→ The task:
Write the entries below out again without a single difference.

→ Records for this task:
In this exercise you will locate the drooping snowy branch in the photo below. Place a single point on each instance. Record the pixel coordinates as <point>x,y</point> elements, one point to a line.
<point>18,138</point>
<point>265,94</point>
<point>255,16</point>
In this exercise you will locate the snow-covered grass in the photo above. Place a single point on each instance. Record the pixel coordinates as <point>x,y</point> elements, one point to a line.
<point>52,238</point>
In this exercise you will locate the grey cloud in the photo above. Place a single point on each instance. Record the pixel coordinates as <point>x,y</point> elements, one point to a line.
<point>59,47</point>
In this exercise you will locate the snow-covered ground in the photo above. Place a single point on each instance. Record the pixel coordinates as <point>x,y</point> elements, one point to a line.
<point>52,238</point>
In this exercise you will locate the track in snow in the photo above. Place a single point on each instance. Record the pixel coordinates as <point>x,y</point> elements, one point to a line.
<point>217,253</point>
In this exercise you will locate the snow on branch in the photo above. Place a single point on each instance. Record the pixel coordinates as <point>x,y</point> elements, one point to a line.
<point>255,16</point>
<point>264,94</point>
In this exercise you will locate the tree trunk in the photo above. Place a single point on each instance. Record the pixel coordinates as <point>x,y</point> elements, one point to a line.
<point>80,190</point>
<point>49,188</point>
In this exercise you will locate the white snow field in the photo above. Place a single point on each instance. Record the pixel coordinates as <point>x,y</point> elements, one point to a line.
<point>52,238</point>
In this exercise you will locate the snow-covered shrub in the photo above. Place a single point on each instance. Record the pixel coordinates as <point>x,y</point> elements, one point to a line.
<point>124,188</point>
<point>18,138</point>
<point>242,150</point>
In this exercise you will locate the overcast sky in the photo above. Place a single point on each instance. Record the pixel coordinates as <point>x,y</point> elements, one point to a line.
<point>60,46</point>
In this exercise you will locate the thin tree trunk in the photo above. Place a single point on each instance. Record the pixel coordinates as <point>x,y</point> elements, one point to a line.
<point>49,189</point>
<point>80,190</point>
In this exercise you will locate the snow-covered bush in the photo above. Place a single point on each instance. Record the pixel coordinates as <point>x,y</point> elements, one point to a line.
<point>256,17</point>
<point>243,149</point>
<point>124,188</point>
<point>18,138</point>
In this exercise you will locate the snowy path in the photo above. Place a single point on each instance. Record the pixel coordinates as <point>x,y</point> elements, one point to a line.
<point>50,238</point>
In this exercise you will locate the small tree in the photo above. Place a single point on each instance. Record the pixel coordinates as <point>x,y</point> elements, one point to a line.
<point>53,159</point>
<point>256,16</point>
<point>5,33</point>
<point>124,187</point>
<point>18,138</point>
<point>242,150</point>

→ Final answer:
In this exercise you will locate the drooping snowy branch in the photo below. Place a single point on each instance. Record the pixel coordinates as <point>x,y</point> elements, one point to a line.
<point>18,138</point>
<point>265,94</point>
<point>255,16</point>
In this exercise you will locate the snow-covered grass in the photo above. Place a single point on each instance. Record the pixel coordinates as <point>x,y</point> elements, one point to a line.
<point>52,238</point>
In this exercise you will locate the grey cloud in the photo above. Place a single point on each instance. Record the pixel coordinates as <point>x,y</point> elements, one point to a line.
<point>59,47</point>
In this exercise you will locate the snow-covered ground in the photo above. Place a single point on each instance. Record the pixel coordinates as <point>x,y</point> elements, one point to a line.
<point>52,238</point>
In this exercise you will locate the track in snow in the photo above. Place a single point on each instance. Record the pixel coordinates as <point>x,y</point> elements, one point to a line.
<point>217,253</point>
In this exercise you will locate the snow on branch in the photo above. Place a single point on each instance. Record the pixel coordinates as <point>x,y</point> elements, one point to a line.
<point>255,16</point>
<point>264,94</point>
In this exercise you will locate the tree trunk in the photo above. Place a single point on each instance. Record the pixel coordinates as <point>x,y</point> elements, one point to a line.
<point>80,190</point>
<point>49,188</point>
In this exercise you will locate the white snow field in the photo above. Place a single point on each instance. Record the pixel coordinates as <point>x,y</point> elements, one point to a line.
<point>52,238</point>
In this exercise you will locate the snow-covered shrub in the photo above. Place a single point on each instance. Record the pixel coordinates as <point>x,y</point> elements, one point to a line.
<point>124,188</point>
<point>18,138</point>
<point>242,150</point>
In this exercise you will locate the overcast sky in the photo above. Place a single point on each instance. Record the pixel coordinates as <point>x,y</point> elements, one point to a line.
<point>60,46</point>
In this exercise you will locate the thin tree trunk in the photo above. Place a single point on each instance. Record the pixel coordinates as <point>x,y</point> elements, one point to a line.
<point>49,189</point>
<point>80,190</point>
In this exercise you will locate the snow-covered bush in the photo above. Place a single point on each instance. Record the pixel coordinates as <point>x,y</point> elements, one point to a line.
<point>256,17</point>
<point>243,149</point>
<point>124,188</point>
<point>18,138</point>
In this exercise you will locate the snowy path in the photo above. Place a single point on each instance. Record the pixel coordinates as <point>x,y</point> elements, one point to a line.
<point>50,238</point>
In this exercise you will locate the small tree in the photo above. Place a single point on each instance. Record the pixel coordinates as <point>x,y</point> elements, one point to a line.
<point>53,159</point>
<point>256,16</point>
<point>5,33</point>
<point>124,187</point>
<point>18,138</point>
<point>242,150</point>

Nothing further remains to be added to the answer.